Look through the data that follows and say how many of its lines contain "below", giving the number only.

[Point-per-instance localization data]
•••••
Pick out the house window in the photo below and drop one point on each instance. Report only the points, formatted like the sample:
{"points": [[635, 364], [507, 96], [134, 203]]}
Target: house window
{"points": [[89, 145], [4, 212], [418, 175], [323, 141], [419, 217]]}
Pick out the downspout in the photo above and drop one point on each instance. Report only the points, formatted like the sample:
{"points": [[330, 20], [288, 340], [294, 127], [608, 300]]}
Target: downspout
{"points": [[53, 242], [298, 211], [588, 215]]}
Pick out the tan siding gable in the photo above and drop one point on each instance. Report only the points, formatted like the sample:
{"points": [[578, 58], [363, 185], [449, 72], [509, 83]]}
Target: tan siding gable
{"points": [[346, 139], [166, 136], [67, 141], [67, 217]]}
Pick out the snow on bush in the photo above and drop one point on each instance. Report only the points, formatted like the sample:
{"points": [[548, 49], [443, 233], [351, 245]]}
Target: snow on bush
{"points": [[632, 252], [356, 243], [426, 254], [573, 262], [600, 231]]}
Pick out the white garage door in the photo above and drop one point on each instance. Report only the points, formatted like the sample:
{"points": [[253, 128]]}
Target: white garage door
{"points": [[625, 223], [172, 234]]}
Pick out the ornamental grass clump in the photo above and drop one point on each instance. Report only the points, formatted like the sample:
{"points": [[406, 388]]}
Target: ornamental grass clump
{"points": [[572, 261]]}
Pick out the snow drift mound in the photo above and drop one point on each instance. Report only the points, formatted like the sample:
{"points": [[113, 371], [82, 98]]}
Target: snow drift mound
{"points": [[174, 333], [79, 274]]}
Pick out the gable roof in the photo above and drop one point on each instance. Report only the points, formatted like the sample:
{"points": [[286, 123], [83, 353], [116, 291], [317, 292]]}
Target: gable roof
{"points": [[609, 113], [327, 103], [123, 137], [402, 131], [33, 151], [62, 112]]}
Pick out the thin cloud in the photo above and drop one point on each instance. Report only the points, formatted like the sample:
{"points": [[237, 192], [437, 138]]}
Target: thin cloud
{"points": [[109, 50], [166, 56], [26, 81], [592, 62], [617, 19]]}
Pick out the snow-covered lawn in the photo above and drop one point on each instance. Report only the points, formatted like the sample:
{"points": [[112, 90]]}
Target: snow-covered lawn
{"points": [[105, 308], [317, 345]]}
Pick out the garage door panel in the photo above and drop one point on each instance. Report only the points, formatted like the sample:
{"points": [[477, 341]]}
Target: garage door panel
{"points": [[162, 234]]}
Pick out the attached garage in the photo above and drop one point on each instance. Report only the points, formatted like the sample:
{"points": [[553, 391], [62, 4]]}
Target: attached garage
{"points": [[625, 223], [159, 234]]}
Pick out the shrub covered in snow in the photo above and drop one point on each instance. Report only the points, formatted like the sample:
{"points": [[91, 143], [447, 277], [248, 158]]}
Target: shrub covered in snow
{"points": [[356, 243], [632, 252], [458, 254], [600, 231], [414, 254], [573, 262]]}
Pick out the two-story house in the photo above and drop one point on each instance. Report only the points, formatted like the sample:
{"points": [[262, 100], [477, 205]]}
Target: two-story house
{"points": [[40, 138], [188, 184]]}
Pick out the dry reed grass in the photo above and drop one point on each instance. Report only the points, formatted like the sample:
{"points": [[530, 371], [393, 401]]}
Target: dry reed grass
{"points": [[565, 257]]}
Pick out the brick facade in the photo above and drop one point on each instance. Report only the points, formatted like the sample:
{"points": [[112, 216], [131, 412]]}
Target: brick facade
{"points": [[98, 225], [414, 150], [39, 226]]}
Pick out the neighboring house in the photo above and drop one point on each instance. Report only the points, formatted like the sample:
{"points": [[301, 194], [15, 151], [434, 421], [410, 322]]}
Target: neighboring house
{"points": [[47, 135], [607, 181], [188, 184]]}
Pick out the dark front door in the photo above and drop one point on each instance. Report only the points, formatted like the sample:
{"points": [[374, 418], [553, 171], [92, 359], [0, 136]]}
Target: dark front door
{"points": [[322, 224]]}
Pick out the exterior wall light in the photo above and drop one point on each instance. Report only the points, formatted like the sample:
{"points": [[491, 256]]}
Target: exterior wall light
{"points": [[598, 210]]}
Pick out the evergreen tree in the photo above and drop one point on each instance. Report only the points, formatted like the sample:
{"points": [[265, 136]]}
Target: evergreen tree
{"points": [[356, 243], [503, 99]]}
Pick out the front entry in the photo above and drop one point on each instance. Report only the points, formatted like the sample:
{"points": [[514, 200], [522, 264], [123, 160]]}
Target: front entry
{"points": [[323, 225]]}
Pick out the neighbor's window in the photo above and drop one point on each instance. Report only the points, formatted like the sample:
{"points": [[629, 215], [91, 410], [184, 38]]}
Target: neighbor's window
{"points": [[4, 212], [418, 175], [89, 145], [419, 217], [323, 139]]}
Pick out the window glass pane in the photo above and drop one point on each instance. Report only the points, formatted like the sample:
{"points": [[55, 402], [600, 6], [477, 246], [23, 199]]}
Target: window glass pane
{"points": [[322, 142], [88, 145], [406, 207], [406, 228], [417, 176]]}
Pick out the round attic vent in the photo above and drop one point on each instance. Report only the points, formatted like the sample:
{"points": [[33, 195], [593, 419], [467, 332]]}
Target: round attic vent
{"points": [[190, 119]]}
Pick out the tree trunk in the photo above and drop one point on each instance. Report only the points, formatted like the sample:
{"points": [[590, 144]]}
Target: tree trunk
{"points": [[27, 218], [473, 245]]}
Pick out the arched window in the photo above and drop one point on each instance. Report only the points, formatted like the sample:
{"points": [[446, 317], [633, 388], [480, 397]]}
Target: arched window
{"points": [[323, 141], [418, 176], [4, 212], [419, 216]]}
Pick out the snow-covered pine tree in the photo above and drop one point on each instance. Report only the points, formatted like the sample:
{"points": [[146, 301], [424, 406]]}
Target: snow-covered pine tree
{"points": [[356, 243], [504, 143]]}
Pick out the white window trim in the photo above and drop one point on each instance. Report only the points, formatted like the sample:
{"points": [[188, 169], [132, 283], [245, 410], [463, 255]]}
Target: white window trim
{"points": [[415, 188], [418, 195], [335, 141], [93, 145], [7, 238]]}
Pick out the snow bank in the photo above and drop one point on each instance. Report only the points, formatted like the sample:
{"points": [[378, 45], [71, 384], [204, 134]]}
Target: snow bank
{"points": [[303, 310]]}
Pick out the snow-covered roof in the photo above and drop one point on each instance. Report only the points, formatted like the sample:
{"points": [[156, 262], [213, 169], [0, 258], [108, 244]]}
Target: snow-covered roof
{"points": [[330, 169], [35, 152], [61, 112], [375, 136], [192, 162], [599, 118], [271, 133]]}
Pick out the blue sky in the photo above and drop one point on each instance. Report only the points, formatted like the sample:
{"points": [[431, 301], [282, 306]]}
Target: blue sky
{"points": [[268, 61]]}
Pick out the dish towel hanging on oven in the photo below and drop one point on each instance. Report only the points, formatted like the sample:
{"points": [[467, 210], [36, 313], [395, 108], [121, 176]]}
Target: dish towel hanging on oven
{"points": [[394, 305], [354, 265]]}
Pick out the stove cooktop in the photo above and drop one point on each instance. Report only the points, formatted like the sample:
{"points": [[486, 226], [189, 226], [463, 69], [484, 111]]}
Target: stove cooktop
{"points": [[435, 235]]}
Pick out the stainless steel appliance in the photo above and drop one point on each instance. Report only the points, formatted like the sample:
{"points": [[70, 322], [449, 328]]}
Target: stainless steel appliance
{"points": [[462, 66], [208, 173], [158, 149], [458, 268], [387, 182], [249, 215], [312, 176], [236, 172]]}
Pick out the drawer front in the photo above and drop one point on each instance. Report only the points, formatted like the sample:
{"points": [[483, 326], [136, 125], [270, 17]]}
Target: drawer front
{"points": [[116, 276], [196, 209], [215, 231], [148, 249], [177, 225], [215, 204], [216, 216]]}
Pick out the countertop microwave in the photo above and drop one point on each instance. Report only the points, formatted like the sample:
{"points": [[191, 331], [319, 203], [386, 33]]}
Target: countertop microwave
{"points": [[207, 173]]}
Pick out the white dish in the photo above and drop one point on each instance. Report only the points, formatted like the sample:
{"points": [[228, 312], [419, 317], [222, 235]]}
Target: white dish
•••••
* [Response to this exercise]:
2